* REQUIRED TASK A *
Reproduce the article on Jon Kyl's financial disclosure statement word for word, in full.

* EXTRACT PROVIDED *
....
Jon Kyl speaking at the 2018 John J. Rhodes Lecture hosted by Barrett, the Honors College at Arizona State University, in March 2018. Kyl spoke as part of his employment at ASU, for which he was paid $75,000 annually, largely to be a guest lecturer. Photo by Gage Skidmore | Flickr/CC BY-SA 2.0
*UPDATED to include information about 2015, provided by ASU after this piece was published
U.S. Sen. Jon Kyl struggled with the truth at times during his career as a senator, most famously when he lied on the U.S. Senate floor about Planned Parenthood, then defended his wildly incorrect (and inflammatory) speech as “not intended to be a factual statement,” launching a thousand memes.
Clearly, the lobbyist-turned-senator-turned-lobbyist-turned-senator-turned-lobbyist-again doesn’t view his financial disclosure statement as intending to be a factual statement, either.
In his required financial disclosure statement, which he filed earlier this month shortly after he resigned his appointed seat in the U.S. Senate, Kyl claimed that he was paid nearly $129,000 in 2017 and 2018 by Arizona State University for teaching “both undergraduate and law school classes.”
....
* EXTRACTED RECORDS *
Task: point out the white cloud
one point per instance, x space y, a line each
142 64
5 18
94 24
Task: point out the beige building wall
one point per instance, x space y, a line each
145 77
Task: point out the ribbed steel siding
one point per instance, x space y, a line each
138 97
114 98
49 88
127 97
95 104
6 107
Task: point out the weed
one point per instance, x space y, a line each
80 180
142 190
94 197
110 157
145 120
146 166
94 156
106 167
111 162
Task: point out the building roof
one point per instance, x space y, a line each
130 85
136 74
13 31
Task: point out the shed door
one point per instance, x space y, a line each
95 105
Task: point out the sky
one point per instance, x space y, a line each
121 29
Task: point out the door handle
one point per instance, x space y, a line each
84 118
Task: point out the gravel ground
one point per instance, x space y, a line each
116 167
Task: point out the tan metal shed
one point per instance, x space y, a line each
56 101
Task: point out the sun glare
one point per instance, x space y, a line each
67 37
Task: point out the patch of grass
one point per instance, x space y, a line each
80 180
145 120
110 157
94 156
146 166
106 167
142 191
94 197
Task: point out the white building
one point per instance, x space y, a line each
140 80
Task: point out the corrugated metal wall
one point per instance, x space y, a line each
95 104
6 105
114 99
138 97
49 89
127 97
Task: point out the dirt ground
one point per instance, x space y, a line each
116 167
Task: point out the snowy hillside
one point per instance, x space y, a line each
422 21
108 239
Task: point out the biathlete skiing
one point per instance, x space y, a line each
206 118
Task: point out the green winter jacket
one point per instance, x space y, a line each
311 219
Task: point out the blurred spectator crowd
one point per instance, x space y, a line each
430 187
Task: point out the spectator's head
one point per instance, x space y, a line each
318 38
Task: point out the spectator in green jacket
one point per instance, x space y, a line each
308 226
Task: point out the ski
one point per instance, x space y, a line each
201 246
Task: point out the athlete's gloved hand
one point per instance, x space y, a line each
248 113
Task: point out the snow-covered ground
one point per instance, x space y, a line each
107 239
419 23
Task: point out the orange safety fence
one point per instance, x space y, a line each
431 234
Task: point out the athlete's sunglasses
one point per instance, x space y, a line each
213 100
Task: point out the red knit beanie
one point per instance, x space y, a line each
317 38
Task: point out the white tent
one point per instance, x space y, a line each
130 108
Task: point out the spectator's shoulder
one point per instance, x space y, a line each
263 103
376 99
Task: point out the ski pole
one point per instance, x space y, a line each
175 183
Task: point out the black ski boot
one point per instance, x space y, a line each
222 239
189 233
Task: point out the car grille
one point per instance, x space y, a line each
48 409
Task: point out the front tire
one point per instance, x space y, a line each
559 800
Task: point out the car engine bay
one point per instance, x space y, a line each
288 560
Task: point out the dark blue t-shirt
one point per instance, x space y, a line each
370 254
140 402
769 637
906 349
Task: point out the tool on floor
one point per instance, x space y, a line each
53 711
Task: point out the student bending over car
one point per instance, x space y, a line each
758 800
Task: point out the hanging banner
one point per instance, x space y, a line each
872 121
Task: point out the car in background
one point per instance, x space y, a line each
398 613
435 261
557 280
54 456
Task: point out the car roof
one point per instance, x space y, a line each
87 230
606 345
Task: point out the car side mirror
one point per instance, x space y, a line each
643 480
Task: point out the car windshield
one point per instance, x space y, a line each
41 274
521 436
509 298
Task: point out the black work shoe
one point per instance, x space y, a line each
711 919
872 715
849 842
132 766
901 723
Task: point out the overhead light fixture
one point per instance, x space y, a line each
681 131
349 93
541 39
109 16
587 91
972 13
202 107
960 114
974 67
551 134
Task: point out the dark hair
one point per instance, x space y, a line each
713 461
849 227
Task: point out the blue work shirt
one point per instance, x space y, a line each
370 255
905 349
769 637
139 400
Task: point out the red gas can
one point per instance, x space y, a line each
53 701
....
* REQUIRED TASK B *
Copy the entries verbatim, starting at the line that contains "Task: point out the red gas can" and ending at the last line of the entries.

* FULL RESPONSE A *
Jon Kyl speaking at the 2018 John J. Rhodes Lecture hosted by Barrett, the Honors College at Arizona State University, in March 2018. Kyl spoke as part of his employment at ASU, for which he was paid $75,000 annually, largely to be a guest lecturer. Photo by Gage Skidmore | Flickr/CC BY-SA 2.0
*UPDATED to include information about 2015, provided by ASU after this piece was published
U.S. Sen. Jon Kyl struggled with the truth at times during his career as a senator, most famously when he lied on the U.S. Senate floor about Planned Parenthood, then defended his wildly incorrect (and inflammatory) speech as “not intended to be a factual statement,” launching a thousand memes.
Clearly, the lobbyist-turned-senator-turned-lobbyist-turned-senator-turned-lobbyist-again doesn’t view his financial disclosure statement as intending to be a factual statement, either.
In his required financial disclosure statement, which he filed earlier this month shortly after he resigned his appointed seat in the U.S. Senate, Kyl claimed that he was paid nearly $129,000 in 2017 and 2018 by Arizona State University for teaching “both undergraduate and law school classes.”

* FULL RESPONSE B *
Task: point out the red gas can
one point per instance, x space y, a line each
53 701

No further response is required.